*REQUIRED ACTIONS*.
1) In the passage about Newman's hymn and care for creation, in which strait was Newman's boat becalmed for a week?
2) Extend the passage about Newman's hymn and care for creation with a few sentences that follow on from its final sentence.

*DOCUMENT SEGMENT*.
*** Begin section ***
“The heavens declare the glory of God, and the firmament proclaims his handiwork.”The famous nineteenth-century poem, “The Pillar of the Cloud,” better known by its hymn title, “Lead, Kindly Light,” was authored by a brilliant and influential young Anglican priest-scholar during a twofold physical and spiritual journey. Father John Henry Newman, who was sailing northwestward across the Mediterranean Sea from Italy to France in June of 1833, had also embarked on an earnest quest for the fullness of Christian truth. When his orange boat was becalmed for a week in the Strait of Bonifacio, he penned these simple, evocative lines, humbly beseeching the gentle light of divine truth to guide him one step at a time through the darkness of doubt, uncertainty, and error. God heard and answered Newman’s prayer, leading him gradually to the fullness of divinely revealed truth in the Catholic Church.
–Psalm 19:2
“Lead me on kindly Light of Truth, amid the encircling gloom…”
--Saint John Henry Newman, 1833
“Today we can illuminate our cities so brightly that the stars of the sky are no longer visible. Is this not an image of the problems caused by our version of enlightenment? With regard to material things, our knowledge and our technical accomplishments are legion, but what reaches beyond, the things of God and the question of good, we can no longer identify.”
--Benedict XVI, April 8, 2012
Christianity and Catholicism teach that God created “the heavens and the earth” (Genesis 1:1) out of nothing, ex nihilo, and entrusted to humanity, his masterpiece, the responsibility to develop and care for his creation. The importance of protecting nature was frequently stressed by Pope Benedict XVI, who installed solar panels on the roof of the Paul VI Hall in 2008, and it has been a dominant theme of Pope Francis’ pontificate, discussed in detail in his groundbreaking 2015 encyclical Laudato Si’ (Praise Be to You). For sincere Christians and Catholics, faith in the Creator of nature and good stewardship of the natural environment go hand in hand, and care for creation is both an individual and a communal responsibility.
*** End section ***
*Data extracted from a collection*.
*** Begin section ***
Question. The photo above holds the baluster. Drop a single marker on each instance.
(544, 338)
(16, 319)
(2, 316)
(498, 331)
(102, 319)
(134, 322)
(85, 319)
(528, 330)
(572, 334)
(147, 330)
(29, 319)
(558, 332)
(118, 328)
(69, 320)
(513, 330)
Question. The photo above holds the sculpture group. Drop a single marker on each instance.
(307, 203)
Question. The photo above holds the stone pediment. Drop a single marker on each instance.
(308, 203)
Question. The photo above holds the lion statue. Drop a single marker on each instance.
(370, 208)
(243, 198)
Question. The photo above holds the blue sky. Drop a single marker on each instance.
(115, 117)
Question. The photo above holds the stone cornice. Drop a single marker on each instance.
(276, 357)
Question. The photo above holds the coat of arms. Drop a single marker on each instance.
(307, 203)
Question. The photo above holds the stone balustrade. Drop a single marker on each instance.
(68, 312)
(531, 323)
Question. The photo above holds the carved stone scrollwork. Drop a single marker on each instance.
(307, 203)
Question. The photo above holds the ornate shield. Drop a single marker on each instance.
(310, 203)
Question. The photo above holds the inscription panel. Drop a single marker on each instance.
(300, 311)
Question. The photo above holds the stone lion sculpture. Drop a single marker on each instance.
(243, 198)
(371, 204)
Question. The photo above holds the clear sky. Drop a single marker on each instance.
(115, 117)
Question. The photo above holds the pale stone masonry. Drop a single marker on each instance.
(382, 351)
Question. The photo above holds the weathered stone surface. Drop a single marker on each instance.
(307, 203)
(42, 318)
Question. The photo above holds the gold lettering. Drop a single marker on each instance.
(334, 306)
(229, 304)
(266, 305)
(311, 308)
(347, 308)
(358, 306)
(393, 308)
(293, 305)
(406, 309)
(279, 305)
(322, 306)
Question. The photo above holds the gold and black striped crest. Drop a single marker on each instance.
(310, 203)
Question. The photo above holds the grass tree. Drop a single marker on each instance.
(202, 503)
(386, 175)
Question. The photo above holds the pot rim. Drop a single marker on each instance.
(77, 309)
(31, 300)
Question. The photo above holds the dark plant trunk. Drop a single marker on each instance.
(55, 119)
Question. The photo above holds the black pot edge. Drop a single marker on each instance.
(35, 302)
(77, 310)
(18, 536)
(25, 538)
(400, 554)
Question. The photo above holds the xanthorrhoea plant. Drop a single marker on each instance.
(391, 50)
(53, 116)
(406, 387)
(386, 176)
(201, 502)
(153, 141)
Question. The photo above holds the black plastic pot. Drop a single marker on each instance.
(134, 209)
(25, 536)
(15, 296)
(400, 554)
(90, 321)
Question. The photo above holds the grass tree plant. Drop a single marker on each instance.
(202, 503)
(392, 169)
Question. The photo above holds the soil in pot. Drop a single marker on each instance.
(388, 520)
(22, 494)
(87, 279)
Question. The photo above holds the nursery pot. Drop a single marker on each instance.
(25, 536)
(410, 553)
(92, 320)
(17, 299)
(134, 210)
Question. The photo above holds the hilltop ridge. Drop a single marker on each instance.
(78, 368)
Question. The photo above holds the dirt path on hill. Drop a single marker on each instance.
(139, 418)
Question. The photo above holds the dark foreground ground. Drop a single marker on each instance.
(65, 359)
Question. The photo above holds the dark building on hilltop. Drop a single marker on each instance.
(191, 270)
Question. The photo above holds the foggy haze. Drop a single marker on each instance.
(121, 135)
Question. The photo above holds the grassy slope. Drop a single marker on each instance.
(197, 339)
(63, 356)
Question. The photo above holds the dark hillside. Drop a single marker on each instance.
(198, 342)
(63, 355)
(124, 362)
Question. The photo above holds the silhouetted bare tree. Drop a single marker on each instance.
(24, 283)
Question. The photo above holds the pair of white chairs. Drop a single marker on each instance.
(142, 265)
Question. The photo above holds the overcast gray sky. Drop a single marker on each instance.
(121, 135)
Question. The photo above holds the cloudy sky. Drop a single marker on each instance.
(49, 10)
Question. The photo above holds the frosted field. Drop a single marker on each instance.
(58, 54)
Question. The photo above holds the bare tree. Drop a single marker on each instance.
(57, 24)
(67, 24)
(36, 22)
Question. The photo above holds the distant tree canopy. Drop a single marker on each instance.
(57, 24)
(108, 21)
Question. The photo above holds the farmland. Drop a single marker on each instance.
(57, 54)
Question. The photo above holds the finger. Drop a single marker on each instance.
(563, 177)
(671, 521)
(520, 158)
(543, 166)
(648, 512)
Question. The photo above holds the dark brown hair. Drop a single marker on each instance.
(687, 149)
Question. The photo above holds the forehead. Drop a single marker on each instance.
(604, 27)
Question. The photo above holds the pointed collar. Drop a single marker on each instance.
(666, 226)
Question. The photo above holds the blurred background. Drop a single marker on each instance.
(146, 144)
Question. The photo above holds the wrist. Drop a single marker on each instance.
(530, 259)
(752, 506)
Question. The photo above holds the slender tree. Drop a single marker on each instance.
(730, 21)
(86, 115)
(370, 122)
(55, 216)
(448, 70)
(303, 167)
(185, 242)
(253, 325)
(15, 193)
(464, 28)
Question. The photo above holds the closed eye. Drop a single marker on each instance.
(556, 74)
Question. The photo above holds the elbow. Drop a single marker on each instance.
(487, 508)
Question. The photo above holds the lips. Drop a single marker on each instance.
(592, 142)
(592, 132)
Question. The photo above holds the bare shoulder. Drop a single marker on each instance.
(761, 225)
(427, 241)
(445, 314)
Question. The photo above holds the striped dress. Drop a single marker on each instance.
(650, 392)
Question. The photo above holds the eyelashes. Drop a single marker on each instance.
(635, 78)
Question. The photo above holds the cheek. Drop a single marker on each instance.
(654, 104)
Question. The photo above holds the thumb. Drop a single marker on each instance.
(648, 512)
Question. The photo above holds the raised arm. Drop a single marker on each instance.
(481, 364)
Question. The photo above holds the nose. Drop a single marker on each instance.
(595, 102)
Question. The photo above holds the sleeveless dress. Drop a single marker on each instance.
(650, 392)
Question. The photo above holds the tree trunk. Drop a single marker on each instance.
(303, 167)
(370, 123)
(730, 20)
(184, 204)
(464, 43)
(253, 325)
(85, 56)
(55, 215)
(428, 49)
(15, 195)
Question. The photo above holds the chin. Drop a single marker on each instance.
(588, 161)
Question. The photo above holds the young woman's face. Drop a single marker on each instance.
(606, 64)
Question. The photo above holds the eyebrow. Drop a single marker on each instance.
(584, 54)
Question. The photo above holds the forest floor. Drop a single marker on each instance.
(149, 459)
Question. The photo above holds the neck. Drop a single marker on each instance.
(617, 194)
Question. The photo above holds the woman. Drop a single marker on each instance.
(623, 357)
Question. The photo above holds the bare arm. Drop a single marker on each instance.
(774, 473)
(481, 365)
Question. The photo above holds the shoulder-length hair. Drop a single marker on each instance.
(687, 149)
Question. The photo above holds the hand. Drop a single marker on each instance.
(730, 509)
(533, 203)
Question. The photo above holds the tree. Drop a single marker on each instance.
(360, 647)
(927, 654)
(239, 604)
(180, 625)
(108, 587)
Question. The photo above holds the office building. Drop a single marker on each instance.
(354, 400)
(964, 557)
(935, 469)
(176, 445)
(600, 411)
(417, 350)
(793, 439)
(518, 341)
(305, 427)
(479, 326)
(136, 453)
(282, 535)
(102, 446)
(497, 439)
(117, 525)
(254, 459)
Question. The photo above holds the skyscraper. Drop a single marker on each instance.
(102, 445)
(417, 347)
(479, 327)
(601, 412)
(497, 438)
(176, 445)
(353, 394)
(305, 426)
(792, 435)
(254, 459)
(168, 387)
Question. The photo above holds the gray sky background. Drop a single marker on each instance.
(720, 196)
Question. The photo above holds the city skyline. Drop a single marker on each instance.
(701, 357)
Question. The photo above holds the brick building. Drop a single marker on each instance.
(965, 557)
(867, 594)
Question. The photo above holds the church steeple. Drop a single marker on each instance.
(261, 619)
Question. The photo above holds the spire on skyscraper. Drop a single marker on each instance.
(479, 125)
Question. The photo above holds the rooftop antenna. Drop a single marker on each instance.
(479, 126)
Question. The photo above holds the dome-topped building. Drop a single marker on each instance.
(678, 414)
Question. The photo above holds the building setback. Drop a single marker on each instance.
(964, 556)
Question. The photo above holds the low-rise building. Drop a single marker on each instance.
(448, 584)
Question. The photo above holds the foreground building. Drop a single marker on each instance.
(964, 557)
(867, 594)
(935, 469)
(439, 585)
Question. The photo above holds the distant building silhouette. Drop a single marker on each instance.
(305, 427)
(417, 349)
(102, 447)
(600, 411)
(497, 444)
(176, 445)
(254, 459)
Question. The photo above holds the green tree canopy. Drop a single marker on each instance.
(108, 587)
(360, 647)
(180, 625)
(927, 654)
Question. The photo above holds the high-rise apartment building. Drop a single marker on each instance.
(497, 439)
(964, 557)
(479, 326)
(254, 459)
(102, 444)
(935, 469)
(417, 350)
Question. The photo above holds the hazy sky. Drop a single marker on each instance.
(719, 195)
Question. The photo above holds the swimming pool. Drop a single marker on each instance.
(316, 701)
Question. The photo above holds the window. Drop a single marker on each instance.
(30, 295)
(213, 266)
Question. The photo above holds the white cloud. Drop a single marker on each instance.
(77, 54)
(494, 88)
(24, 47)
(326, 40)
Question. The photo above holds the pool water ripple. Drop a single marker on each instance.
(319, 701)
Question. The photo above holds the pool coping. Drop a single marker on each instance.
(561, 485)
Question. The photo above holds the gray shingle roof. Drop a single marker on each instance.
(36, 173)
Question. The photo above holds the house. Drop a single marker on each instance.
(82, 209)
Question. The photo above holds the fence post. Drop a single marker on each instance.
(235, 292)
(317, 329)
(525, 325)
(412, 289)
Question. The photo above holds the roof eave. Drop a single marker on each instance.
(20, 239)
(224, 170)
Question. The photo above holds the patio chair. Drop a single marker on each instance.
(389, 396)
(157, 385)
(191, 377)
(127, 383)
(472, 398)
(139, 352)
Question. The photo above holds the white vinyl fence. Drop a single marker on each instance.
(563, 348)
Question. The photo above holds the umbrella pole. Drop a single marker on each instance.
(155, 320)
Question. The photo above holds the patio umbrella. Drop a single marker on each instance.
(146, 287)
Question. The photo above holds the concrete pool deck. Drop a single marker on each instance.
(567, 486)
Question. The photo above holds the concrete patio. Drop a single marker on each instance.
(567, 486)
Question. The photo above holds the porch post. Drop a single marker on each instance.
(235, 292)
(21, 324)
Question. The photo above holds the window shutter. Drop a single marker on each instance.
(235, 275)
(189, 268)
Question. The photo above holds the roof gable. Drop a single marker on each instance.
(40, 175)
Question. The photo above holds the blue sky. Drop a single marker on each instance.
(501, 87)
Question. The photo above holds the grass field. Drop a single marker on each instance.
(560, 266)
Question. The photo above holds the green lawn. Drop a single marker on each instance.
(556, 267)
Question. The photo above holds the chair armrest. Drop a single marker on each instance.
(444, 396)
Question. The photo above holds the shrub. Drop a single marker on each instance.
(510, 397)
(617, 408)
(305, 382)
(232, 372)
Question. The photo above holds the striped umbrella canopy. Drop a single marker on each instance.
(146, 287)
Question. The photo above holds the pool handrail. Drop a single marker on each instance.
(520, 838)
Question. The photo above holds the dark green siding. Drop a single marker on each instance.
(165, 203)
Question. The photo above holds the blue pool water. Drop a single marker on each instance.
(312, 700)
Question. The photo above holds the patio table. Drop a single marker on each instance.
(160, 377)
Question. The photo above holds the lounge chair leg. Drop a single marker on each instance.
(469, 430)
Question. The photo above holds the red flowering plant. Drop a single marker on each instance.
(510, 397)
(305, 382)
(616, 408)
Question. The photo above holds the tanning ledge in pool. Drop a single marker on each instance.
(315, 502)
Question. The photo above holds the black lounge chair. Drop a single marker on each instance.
*** End section ***
*RESPONSES FOR EACH TASK*.
1) The Strait of Bonifacio.

2)
In his important 2009 encyclical Caritas in Veritate (Charity in Truth), Benedict XVI, echoing his predecessors, heartily affirmed the basic goodness of the scientific progress and technological advancements that have marked the Industrial and Digital Ages. At the same time, in continuity with recent papal thinking, Benedict soberly observed that scientific and technological development detached from fundamental religious and moral values inevitably has destructive consequences for humanity and the natural environment. In Laudato Si’, Pope Francis rightly criticizes the many forms of environmental degradation and pollution with which unscrupulous human beings have flooded the earth since the dawn of the Industrial Age, driven by a lust for profit that trumped concern for our common home.
One form of environmental contamination not mentioned in either encyclical (or, to this author’s knowledge, in any official Church document, for that matter) and generally overlooked today is light pollution. Since the invention of the long-lasting incandescent light bulb by American inventor Thomas Edison in 1878, electric lighting has become a ubiquitous and essential hallmark of modern civilization throughout the developed world and has become increasingly widespread in developing countries. During the past century and a half, the marvels of incandescent, fluorescent, and LED lighting have replaced candles, kerosene lamps, and gaslights as our primary light sources, making all aspects of human life and activity much easier and safer, especially during the nighttime hours.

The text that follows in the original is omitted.